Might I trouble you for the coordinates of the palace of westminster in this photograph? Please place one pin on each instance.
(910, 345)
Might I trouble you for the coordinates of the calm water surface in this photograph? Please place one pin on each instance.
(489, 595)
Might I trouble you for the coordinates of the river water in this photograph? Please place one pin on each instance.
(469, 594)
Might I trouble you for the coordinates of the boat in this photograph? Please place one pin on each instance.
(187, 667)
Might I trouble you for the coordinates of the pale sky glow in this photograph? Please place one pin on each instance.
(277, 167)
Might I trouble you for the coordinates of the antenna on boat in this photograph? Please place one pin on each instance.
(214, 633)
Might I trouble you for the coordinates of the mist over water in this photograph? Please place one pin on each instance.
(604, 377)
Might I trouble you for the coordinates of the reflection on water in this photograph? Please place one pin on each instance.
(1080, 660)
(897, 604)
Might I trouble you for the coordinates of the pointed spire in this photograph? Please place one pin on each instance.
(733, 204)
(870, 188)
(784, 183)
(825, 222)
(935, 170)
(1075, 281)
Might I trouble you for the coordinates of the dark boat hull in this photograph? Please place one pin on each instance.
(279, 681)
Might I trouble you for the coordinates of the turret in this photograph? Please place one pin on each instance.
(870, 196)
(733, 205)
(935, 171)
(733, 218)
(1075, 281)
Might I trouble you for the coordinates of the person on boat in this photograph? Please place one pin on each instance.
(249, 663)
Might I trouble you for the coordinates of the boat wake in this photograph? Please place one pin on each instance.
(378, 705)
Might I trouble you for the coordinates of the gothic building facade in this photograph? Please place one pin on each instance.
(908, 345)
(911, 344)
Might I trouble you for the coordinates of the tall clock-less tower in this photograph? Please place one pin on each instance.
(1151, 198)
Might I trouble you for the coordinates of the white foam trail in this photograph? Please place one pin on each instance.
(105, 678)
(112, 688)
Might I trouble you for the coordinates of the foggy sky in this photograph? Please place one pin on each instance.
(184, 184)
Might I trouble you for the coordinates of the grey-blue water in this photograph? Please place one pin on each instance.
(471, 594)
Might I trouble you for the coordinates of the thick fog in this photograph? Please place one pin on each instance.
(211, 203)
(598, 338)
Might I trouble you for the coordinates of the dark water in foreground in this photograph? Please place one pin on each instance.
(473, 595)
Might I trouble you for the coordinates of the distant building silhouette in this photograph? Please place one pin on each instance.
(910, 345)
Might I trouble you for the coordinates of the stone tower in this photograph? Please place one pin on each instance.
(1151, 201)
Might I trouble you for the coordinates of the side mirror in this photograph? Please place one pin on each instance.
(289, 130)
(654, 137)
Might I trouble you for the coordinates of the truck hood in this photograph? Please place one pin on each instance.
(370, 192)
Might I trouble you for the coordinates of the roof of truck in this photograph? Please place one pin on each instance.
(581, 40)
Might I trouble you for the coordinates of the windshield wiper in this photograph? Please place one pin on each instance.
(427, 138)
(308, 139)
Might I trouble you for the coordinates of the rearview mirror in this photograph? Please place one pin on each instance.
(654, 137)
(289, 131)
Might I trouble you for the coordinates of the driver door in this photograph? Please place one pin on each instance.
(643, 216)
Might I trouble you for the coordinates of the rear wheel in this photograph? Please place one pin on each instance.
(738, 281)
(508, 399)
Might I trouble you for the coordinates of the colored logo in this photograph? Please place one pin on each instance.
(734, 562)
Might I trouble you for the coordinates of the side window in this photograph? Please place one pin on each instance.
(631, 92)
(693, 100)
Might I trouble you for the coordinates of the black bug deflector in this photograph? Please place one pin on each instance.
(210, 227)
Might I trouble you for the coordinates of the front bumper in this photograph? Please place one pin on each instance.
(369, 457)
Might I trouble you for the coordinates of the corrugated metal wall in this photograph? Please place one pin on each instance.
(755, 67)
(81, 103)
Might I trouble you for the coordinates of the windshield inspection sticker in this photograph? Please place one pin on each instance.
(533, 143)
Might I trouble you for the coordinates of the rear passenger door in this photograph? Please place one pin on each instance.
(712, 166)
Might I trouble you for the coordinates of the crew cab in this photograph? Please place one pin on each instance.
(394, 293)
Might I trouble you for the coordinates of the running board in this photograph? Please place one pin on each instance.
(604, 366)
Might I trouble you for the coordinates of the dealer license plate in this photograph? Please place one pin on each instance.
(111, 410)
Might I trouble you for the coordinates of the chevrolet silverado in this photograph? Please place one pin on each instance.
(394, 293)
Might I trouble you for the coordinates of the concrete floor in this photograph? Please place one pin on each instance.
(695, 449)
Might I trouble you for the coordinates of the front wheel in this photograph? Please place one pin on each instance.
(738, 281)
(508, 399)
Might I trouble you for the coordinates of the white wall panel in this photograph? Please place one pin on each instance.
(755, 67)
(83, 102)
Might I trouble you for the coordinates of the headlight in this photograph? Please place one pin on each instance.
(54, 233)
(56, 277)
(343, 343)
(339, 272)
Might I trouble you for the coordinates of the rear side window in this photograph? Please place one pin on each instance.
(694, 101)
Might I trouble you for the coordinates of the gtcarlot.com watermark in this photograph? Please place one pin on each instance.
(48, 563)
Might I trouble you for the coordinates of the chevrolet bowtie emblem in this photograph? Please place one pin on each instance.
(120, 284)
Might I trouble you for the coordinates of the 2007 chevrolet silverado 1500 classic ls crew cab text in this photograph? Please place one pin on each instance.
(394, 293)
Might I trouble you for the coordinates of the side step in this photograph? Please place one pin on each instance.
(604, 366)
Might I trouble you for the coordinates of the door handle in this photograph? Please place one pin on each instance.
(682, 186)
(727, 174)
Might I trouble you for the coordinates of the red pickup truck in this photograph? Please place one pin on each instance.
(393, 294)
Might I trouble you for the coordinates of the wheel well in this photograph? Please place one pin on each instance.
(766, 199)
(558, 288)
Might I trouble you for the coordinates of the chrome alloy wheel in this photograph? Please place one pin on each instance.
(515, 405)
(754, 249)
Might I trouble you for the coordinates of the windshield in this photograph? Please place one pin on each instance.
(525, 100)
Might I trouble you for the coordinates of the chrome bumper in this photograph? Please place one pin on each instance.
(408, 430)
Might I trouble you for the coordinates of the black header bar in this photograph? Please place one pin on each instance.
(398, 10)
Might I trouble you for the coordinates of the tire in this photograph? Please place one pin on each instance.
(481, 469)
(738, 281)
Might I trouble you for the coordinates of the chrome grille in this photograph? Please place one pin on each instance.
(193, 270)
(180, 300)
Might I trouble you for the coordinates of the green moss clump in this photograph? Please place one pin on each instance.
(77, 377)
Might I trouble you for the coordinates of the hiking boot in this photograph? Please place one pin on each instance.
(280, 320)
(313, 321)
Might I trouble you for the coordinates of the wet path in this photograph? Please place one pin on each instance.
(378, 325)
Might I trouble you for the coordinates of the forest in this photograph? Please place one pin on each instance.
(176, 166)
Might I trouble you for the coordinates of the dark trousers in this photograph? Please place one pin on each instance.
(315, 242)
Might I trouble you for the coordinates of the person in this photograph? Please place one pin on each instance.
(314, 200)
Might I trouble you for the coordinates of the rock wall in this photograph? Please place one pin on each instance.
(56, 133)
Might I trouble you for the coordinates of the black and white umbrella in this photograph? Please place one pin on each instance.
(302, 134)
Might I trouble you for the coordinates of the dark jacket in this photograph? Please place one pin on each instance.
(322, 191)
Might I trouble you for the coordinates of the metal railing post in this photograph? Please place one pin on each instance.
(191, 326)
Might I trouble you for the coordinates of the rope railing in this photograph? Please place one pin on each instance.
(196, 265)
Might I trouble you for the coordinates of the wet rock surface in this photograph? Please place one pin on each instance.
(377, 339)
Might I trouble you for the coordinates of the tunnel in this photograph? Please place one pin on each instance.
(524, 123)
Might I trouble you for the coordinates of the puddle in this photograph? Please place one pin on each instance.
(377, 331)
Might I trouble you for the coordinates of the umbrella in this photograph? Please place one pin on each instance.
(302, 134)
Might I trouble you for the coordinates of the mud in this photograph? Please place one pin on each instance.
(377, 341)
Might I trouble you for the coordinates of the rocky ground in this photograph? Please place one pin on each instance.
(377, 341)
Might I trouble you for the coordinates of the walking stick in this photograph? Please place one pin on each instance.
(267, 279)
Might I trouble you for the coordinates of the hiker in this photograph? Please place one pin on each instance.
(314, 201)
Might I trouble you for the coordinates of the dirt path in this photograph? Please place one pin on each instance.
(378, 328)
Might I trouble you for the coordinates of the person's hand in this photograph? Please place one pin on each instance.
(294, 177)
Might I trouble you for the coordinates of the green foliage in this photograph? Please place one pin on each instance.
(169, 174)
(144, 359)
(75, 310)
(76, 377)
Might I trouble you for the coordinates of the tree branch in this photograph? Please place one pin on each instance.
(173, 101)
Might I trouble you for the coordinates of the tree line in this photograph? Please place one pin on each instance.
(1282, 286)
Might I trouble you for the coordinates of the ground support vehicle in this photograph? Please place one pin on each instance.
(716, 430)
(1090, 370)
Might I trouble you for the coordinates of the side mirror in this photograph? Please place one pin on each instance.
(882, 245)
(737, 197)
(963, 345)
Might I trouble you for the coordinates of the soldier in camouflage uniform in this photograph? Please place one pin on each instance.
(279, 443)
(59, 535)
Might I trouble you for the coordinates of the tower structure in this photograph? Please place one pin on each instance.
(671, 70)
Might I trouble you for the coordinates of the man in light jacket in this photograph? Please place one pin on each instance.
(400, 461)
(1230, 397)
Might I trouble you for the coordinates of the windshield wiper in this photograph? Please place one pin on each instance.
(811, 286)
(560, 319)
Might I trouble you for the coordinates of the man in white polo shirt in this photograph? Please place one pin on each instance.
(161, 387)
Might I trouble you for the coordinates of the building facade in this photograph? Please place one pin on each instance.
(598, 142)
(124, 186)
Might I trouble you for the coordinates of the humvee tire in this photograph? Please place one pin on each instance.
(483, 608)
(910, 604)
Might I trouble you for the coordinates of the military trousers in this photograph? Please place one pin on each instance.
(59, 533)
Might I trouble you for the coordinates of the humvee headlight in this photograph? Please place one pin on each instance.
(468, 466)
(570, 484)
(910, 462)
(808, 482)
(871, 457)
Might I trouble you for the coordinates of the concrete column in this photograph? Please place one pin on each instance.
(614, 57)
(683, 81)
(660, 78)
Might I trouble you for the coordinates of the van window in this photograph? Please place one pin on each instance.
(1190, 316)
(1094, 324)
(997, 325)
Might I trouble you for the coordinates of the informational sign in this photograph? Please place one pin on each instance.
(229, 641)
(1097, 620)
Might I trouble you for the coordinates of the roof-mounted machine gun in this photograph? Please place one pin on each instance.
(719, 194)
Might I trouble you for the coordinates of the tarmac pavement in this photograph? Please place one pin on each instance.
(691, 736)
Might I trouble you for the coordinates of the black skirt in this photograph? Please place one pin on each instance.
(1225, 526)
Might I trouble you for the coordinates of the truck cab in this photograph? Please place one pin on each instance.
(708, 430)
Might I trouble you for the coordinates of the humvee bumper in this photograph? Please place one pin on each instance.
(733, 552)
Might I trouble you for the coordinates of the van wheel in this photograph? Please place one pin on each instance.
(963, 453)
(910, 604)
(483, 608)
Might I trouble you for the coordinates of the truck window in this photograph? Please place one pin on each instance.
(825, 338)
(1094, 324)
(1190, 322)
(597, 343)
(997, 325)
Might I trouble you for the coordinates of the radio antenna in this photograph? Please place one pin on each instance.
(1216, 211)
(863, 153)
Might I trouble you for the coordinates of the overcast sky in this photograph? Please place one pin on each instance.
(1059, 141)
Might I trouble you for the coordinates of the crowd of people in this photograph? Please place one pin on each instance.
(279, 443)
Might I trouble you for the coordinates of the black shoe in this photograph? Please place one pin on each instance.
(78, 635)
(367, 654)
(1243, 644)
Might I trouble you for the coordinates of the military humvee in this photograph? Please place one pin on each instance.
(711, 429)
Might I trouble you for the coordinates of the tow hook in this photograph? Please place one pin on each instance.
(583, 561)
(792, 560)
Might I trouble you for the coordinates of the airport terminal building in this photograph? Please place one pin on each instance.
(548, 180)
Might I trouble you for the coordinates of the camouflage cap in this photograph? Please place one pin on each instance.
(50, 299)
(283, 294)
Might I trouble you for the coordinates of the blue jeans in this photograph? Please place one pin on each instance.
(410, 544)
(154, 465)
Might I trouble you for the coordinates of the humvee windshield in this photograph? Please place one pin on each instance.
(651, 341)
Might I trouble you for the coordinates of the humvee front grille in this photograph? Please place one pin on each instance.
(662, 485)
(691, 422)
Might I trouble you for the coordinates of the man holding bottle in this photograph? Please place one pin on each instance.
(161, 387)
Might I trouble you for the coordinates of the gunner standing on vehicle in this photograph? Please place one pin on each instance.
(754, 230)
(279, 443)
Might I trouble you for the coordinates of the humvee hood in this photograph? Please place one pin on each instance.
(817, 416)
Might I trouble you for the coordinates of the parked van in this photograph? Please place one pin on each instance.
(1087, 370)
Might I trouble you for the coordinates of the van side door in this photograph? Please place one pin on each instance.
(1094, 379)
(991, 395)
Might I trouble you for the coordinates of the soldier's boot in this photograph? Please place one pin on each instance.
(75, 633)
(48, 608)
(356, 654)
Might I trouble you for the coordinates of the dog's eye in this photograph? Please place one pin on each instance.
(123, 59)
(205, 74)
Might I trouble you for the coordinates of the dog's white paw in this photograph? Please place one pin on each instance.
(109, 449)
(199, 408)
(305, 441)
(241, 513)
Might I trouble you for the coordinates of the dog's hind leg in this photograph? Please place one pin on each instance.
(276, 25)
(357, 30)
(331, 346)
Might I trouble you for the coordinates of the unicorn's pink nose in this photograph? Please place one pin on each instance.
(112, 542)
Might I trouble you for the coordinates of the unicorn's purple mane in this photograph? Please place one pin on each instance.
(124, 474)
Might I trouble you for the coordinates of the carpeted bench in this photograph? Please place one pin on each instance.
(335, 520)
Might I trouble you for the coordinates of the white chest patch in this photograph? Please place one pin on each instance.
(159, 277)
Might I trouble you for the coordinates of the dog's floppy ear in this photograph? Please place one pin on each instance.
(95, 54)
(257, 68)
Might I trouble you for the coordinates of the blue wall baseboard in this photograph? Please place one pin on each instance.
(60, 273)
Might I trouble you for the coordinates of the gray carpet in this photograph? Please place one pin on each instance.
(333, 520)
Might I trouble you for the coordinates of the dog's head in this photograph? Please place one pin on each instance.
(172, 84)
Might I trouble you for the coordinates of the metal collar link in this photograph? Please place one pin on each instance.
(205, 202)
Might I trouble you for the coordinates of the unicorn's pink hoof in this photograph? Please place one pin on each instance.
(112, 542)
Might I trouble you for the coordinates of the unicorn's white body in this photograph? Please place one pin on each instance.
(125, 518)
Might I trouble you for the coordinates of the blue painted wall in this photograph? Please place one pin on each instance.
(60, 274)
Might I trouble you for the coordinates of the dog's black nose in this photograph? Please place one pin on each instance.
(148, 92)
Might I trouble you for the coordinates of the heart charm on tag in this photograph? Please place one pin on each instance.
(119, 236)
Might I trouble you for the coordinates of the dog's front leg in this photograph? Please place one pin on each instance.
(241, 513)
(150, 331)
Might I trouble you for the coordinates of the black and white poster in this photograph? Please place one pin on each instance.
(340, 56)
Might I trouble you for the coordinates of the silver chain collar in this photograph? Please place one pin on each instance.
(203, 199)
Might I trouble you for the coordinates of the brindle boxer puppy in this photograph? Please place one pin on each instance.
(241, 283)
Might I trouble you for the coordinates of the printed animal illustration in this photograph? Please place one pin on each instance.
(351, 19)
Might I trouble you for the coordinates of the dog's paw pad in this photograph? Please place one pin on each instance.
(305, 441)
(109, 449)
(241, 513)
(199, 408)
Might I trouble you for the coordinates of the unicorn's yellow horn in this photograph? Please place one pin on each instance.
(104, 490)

_ _ _

Write the lines out exactly, from the one with "Might I trouble you for the coordinates of the heart" down to the last line of the listing, and leave out all others.

**Output of the exercise**:
Might I trouble you for the coordinates of the heart charm on tag in this photograph? Please place one pin on each instance.
(119, 236)
Might I trouble you for the coordinates of the dog's front leg in this photograph? Please place one pin on each instance.
(241, 513)
(150, 331)
Might I trouble you for the coordinates of the black and white poster in this photograph? Please place one pin on each instance.
(340, 56)
Might I trouble you for the coordinates of the silver chain collar in this photograph? Please place one pin on each instance.
(203, 199)
Might I trouble you for the coordinates of the brindle boxer puppy in this photograph? Please place one pin on each instance.
(241, 283)
Might I trouble you for the coordinates of the printed animal illustration in this photograph? Please place one pin on each instance.
(351, 19)
Might I trouble you for the coordinates of the dog's paw pad in this photograph? Please place one pin on each instance.
(305, 441)
(109, 449)
(241, 513)
(199, 408)
Might I trouble you for the coordinates of the unicorn's yellow horn in this photograph? Please place one pin on each instance.
(104, 490)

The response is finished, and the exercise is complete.